## [DATA TO USE]
----

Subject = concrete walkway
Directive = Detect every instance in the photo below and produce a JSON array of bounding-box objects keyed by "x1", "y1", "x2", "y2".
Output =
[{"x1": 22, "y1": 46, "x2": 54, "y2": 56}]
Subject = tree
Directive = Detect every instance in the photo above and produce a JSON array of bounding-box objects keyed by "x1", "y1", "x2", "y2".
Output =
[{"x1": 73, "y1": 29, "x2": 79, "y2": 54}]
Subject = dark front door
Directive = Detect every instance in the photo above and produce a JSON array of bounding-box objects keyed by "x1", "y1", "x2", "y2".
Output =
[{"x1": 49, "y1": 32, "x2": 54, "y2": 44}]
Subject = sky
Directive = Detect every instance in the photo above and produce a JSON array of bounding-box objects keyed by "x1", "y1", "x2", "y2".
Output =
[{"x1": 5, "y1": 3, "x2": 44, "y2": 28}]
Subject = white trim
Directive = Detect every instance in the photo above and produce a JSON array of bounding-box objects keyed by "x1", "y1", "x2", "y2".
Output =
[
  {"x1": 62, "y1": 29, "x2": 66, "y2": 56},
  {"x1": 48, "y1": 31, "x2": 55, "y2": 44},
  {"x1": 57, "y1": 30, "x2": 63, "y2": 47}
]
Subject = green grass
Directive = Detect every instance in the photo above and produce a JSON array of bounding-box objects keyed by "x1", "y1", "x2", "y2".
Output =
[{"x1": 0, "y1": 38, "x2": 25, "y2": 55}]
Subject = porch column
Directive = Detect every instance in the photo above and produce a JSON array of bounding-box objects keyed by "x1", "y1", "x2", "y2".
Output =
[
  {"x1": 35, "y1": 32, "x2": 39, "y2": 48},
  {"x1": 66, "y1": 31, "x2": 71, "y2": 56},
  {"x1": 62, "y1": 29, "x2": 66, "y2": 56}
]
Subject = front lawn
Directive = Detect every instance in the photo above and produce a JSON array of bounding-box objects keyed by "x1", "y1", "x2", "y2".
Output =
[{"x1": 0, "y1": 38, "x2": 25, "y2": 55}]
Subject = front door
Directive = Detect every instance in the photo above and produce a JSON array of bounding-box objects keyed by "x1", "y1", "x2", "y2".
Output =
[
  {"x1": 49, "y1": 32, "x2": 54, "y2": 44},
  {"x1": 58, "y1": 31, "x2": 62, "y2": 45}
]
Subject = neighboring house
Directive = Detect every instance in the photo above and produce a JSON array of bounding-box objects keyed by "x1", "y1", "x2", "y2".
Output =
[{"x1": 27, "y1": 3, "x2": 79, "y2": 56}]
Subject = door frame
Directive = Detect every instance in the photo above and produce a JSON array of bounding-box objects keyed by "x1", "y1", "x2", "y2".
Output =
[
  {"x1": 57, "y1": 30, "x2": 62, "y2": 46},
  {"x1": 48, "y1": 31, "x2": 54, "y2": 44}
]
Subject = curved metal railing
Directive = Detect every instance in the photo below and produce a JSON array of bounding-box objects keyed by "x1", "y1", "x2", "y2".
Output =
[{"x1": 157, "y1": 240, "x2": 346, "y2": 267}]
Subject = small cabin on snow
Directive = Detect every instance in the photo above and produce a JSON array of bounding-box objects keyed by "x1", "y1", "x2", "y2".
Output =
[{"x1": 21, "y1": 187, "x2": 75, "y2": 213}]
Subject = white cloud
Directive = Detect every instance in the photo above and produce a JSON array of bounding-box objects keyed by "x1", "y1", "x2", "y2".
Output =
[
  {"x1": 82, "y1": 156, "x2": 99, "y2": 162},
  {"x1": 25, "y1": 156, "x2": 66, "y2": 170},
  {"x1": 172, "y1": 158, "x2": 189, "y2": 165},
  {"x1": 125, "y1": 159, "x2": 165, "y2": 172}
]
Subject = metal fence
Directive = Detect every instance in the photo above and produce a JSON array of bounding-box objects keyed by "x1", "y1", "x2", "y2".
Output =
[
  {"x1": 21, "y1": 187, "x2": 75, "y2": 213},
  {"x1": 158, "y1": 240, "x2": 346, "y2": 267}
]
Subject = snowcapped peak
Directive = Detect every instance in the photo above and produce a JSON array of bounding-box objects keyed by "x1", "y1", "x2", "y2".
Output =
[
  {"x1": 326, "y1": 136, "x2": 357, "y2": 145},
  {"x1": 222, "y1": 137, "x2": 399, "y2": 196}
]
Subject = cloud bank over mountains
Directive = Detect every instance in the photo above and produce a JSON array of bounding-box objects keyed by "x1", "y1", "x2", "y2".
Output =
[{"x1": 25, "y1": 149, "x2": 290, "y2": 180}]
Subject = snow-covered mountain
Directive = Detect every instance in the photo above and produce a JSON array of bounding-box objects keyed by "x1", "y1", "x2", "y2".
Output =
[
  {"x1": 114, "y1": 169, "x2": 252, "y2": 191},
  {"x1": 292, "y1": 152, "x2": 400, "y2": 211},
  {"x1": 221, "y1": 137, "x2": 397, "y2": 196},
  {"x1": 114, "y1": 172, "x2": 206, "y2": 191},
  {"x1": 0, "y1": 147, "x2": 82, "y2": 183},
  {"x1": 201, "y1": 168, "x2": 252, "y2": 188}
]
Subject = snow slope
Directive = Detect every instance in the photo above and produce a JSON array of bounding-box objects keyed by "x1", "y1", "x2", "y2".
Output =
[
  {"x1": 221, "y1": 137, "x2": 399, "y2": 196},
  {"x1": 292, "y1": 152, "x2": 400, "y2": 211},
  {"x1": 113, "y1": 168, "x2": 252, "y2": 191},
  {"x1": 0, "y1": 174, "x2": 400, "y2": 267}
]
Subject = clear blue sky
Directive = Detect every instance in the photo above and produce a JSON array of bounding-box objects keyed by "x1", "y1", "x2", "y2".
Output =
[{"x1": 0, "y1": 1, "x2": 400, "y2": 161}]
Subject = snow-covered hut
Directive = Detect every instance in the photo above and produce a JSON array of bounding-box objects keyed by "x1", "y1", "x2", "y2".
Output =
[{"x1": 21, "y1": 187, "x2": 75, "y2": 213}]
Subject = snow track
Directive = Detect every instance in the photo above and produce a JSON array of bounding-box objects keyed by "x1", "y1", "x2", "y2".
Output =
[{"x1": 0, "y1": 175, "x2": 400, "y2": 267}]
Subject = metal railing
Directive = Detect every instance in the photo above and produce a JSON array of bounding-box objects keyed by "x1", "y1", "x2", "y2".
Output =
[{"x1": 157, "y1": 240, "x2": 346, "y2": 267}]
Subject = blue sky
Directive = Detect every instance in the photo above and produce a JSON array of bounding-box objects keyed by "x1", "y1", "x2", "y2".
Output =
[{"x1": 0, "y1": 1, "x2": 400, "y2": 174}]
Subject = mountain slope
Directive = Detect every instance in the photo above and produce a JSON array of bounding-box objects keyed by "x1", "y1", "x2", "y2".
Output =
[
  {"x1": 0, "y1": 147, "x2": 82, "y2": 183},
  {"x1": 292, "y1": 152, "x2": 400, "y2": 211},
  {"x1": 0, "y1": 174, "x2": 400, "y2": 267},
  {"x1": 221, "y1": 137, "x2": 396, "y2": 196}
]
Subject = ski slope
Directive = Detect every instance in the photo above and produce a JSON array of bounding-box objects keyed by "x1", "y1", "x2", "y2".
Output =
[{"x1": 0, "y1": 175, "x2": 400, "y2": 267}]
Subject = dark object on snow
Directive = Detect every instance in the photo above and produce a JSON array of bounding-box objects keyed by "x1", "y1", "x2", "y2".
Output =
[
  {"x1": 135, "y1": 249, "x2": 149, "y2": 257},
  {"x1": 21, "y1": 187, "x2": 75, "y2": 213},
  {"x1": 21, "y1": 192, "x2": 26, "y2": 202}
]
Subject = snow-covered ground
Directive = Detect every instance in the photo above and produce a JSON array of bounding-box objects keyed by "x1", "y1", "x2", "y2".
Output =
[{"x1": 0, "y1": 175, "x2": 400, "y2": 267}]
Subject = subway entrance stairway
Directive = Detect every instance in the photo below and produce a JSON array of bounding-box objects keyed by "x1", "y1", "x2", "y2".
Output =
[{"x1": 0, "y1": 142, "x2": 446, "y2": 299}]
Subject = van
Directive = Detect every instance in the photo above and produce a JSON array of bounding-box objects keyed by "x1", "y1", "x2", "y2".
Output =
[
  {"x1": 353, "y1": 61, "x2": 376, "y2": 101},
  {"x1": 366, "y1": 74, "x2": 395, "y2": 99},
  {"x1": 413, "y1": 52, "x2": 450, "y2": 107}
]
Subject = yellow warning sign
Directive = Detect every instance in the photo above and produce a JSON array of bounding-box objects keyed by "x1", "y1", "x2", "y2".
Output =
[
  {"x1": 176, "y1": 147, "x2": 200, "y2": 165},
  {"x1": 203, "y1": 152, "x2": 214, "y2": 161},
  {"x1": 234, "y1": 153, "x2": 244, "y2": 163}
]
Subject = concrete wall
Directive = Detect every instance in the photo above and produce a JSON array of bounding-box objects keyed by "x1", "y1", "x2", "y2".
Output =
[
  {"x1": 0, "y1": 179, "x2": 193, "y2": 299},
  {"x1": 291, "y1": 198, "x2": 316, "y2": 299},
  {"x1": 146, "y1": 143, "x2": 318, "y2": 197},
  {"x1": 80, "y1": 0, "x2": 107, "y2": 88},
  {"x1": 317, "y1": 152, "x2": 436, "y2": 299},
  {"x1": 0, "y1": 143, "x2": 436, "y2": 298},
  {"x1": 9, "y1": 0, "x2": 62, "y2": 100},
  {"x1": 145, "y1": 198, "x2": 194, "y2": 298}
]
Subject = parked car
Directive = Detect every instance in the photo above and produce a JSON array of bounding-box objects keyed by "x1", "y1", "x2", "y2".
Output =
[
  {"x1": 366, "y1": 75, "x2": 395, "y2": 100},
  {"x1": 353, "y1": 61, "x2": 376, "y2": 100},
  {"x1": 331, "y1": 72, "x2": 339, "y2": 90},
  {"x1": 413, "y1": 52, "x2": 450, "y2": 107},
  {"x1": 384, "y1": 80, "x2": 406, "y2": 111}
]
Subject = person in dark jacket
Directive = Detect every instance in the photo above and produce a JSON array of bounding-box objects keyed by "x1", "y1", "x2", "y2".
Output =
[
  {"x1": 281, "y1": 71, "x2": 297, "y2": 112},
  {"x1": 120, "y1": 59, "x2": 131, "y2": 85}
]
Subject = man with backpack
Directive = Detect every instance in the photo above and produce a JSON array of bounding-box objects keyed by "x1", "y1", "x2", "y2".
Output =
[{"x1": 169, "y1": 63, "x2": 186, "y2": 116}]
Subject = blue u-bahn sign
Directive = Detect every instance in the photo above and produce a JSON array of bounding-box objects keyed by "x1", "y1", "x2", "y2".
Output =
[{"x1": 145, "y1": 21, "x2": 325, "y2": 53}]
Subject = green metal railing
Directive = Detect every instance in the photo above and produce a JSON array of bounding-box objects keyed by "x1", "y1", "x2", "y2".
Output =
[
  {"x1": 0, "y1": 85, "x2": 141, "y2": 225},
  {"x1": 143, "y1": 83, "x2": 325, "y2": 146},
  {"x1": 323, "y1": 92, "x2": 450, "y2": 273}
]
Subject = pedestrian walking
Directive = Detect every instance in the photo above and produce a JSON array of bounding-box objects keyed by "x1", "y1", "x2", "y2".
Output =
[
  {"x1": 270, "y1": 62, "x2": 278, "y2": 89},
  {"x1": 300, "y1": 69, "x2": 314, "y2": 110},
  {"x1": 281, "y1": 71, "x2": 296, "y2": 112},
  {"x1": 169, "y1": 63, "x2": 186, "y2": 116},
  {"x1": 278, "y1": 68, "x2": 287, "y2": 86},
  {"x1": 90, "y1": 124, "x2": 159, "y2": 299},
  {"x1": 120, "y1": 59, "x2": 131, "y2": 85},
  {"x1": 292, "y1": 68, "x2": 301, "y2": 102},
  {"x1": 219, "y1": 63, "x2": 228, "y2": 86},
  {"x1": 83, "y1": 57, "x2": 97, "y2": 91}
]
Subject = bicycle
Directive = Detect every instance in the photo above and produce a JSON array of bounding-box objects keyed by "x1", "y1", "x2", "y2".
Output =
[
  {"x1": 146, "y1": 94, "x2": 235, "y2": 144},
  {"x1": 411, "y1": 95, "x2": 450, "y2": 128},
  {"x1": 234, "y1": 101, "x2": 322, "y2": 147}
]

----

## [THE TASK]
Copy, character for character, the lines from the line that holds "Subject = green metal railing" through the final line of the records above.

## [EXERCISE RESPONSE]
Subject = green metal railing
Directive = Detect every instance in the photo above and produce a JSON array of bounding-box objects keyed by "x1", "y1", "x2", "y2".
Output =
[
  {"x1": 0, "y1": 85, "x2": 141, "y2": 225},
  {"x1": 143, "y1": 83, "x2": 325, "y2": 146},
  {"x1": 323, "y1": 92, "x2": 450, "y2": 273}
]
Subject = pedestrian walking
Directive = Detect every instance in the photo above and produce a JSON array of bounding-box objects keyed by "x1", "y1", "x2", "y2".
Output =
[
  {"x1": 270, "y1": 62, "x2": 278, "y2": 89},
  {"x1": 300, "y1": 69, "x2": 314, "y2": 110},
  {"x1": 281, "y1": 71, "x2": 296, "y2": 112},
  {"x1": 169, "y1": 63, "x2": 186, "y2": 116},
  {"x1": 278, "y1": 68, "x2": 287, "y2": 86},
  {"x1": 90, "y1": 124, "x2": 159, "y2": 299},
  {"x1": 120, "y1": 59, "x2": 131, "y2": 85},
  {"x1": 292, "y1": 68, "x2": 301, "y2": 102},
  {"x1": 219, "y1": 63, "x2": 228, "y2": 86},
  {"x1": 83, "y1": 57, "x2": 97, "y2": 91}
]
Subject = bicycle
Directive = Detect every instance in the photo above and produce a JSON array of bounding-box objects keyed by "x1", "y1", "x2", "y2".
Output =
[
  {"x1": 146, "y1": 94, "x2": 235, "y2": 144},
  {"x1": 411, "y1": 95, "x2": 450, "y2": 128},
  {"x1": 234, "y1": 101, "x2": 322, "y2": 147}
]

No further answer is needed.